**Extrait:**
# # # # #

Vera

Par Anne Onyme

Elizabeth von Arnim
Salvy
287 pages

Résumé:

Quelques mois après la mort mystérieuse de Vera, Everard Wemys se remarie avec Lucy, de vingt ans sa cadette. Mais le souvenir omniprésent de Vera, les doutes relatifs à sa mort font planer sur le couple, qui s'est installé à la campagne, dans la grande maison où eut lieu le drame, une ombre noire que ni l'un ni l'autre ne parviendront à chasser.

Mon commentaire:

Après avoir lu Vera, le beau-frère d'Elizabeth von Arnim a dit: " J'ai donné à mes enfants un conseil de prudence : n'épousez jamais une romancière ". Et après l'avoir lu à mon tour, je lui donne un peu raison! Quel roman! Vera est époustoufflant de maîtrise! Elizabeth von Arnim me fascine au fur et à mesure que je découvre ses oeuvres. Elle maîtrise à la perfection la psychologie de ses personnages pour nous offrir avec Vera, un roman qui donne le frisson. Une courte phrase résume à merveille l'esprit du livre. Nébuleuse pour qui n'a pas lu le roman, elle prend tout son sens quand on en connaît la trame:

"Que d'obstacles avons-nous rencontrés,
Avant d'être assis pour prendre notre thé."

# # # # #

**Items enregistrés du jeu de données:**
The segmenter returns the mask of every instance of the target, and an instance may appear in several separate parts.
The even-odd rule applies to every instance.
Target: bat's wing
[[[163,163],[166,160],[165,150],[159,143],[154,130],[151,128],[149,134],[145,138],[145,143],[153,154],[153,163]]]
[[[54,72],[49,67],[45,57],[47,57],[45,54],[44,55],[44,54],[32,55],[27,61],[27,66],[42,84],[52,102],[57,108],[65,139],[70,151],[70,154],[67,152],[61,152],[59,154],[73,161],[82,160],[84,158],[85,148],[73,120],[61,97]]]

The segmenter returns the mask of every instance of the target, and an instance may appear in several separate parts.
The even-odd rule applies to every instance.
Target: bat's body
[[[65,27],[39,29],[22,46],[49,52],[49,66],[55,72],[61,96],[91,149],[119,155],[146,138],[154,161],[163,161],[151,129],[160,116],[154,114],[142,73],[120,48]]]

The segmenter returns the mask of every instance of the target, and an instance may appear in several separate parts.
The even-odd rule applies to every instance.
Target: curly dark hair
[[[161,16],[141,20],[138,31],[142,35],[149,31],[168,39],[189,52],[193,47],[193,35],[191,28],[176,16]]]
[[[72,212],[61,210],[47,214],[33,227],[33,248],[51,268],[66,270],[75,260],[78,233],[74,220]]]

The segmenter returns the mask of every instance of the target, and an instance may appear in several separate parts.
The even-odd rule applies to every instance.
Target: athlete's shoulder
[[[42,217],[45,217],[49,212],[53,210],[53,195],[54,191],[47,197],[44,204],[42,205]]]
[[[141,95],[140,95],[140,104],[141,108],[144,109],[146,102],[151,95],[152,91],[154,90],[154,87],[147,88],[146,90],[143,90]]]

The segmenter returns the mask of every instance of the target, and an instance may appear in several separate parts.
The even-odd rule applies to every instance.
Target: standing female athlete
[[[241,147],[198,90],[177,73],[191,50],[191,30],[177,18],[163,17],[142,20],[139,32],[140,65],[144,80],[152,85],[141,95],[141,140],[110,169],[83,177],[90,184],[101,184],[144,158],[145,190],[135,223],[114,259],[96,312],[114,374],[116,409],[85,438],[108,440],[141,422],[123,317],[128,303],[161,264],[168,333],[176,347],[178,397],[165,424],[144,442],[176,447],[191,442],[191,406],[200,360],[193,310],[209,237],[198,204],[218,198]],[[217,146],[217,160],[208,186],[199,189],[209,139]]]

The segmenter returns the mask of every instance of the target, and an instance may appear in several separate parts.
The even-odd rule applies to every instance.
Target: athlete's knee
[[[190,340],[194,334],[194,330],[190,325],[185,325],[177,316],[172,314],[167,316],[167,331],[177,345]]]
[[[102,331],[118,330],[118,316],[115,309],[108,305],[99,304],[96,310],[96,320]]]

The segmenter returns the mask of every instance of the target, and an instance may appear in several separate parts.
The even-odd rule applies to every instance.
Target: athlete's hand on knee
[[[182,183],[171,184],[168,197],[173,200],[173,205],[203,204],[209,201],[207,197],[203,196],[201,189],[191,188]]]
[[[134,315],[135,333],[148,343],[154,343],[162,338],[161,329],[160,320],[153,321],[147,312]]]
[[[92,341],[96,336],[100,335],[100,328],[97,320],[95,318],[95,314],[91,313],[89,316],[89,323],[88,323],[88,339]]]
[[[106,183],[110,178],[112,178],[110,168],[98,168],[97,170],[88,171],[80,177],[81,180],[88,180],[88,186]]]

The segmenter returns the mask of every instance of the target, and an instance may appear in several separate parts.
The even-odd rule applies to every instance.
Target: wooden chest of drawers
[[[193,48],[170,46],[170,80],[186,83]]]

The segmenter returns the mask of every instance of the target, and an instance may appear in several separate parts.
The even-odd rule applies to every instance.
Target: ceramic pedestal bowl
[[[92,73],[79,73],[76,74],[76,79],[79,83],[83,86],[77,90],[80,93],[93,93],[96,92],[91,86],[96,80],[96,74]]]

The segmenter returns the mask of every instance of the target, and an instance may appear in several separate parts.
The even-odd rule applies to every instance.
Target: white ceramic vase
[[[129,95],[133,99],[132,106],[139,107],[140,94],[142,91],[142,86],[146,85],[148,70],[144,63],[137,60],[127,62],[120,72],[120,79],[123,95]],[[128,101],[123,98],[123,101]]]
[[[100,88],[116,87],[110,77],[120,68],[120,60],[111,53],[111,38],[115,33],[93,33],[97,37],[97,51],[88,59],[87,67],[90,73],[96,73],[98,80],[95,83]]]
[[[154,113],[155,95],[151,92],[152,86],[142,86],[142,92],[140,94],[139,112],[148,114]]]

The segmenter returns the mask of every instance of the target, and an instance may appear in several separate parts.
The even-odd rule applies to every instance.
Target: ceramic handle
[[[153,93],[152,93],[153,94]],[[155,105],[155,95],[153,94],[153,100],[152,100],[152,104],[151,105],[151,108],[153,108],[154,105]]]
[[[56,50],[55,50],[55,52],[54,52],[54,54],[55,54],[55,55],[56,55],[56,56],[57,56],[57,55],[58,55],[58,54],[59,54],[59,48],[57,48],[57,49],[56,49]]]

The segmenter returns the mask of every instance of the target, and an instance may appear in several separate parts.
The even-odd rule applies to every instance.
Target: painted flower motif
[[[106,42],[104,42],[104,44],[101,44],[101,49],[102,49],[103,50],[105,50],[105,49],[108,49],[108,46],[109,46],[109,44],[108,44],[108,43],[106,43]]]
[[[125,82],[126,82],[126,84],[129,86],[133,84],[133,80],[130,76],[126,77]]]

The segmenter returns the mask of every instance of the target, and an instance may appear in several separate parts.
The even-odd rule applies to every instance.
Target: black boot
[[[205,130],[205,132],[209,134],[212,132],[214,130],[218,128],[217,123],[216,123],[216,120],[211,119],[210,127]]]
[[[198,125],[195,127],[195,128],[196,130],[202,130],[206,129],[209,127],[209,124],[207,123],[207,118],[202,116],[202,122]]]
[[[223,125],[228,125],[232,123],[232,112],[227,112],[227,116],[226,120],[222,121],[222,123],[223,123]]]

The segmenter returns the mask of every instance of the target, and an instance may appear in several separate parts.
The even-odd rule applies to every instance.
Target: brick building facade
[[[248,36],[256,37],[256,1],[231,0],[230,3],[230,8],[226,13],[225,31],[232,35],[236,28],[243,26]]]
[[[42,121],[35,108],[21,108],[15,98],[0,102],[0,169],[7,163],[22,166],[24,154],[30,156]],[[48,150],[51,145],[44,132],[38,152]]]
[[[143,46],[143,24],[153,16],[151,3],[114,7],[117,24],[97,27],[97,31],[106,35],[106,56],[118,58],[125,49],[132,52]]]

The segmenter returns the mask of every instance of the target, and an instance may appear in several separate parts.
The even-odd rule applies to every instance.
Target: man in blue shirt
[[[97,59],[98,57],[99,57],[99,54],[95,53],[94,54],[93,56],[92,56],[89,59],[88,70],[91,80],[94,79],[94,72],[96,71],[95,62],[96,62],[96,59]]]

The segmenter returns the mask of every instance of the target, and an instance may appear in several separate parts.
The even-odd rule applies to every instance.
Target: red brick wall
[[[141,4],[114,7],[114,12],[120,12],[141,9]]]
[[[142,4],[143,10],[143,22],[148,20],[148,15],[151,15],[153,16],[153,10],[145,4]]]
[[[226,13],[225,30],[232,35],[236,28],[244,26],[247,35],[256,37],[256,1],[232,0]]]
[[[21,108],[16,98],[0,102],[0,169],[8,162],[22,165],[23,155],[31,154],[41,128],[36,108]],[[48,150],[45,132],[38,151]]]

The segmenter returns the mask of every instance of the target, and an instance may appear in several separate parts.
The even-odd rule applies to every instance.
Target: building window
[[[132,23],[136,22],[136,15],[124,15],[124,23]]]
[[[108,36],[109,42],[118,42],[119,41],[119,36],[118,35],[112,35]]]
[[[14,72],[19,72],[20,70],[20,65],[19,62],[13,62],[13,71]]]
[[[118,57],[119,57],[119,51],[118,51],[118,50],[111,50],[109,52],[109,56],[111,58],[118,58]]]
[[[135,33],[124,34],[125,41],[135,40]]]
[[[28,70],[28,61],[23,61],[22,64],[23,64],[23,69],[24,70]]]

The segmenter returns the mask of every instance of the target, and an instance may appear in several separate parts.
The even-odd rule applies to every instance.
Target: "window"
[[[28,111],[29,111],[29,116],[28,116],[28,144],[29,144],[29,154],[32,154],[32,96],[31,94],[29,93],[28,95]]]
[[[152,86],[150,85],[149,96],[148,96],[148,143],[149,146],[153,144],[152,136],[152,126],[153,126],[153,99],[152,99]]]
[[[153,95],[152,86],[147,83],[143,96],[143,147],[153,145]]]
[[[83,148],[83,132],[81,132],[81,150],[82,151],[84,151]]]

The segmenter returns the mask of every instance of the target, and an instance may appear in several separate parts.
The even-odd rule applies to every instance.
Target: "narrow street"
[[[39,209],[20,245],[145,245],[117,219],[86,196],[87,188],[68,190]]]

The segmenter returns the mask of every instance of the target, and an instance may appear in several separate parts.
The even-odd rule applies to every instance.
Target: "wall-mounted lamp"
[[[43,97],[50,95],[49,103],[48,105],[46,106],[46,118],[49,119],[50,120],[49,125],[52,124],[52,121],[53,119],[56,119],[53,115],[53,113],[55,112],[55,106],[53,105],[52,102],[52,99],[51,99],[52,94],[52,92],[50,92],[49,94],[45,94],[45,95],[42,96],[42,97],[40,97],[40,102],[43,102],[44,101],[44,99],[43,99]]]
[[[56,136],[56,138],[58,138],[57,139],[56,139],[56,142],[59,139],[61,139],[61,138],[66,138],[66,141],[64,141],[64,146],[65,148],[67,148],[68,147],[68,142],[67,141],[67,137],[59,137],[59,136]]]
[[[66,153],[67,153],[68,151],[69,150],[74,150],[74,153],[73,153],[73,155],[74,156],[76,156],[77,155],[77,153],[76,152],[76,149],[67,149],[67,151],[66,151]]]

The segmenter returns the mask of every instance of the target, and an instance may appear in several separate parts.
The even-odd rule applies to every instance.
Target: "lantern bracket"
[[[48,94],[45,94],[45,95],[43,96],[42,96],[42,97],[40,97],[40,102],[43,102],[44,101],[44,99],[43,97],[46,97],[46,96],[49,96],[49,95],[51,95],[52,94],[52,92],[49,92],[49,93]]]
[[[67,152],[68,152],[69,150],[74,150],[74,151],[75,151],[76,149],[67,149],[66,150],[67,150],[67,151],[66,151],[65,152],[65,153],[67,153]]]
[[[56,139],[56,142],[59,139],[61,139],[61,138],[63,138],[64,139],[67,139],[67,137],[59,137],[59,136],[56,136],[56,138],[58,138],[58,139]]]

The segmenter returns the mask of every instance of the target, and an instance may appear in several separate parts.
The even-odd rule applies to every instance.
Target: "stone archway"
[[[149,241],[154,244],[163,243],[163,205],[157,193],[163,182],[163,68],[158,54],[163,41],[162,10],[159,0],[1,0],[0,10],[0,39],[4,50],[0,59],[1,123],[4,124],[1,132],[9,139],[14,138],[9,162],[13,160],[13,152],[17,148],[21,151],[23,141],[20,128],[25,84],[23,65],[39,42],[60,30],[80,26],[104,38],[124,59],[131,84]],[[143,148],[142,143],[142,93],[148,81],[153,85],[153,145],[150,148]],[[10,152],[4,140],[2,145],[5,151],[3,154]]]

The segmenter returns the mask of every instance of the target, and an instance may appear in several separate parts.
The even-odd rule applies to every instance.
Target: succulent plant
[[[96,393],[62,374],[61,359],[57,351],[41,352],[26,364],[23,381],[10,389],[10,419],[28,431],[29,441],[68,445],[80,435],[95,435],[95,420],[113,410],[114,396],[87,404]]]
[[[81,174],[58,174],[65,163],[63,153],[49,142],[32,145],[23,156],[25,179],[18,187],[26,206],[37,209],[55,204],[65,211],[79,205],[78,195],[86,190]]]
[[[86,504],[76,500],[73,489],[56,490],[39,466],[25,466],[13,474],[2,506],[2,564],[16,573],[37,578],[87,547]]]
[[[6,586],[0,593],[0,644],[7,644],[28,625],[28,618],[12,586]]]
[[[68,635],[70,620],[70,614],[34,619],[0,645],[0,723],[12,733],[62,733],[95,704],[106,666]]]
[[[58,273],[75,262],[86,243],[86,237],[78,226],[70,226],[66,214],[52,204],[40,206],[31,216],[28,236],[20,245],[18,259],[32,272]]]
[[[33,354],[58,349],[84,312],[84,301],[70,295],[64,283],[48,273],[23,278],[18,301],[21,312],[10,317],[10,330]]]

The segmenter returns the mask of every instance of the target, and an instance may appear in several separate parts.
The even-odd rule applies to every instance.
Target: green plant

# # # # #

**Consigne:** Reproduisez le passage de la présentation du roman Vera qui commence à « Quelques mois après » et se termine à « parviendront à chasser. », en y substituant « Louise » à « Lucy ». La consultation de ces items n'est pas nécessaire.

**Réponse:**
Quelques mois après la mort mystérieuse de Vera, Everard Wemys se remarie avec Louise, de vingt ans sa cadette. Mais le souvenir omniprésent de Vera, les doutes relatifs à sa mort font planer sur le couple, qui s'est installé à la campagne, dans la grande maison où eut lieu le drame, une ombre noire que ni l'un ni l'autre ne parviendront à chasser.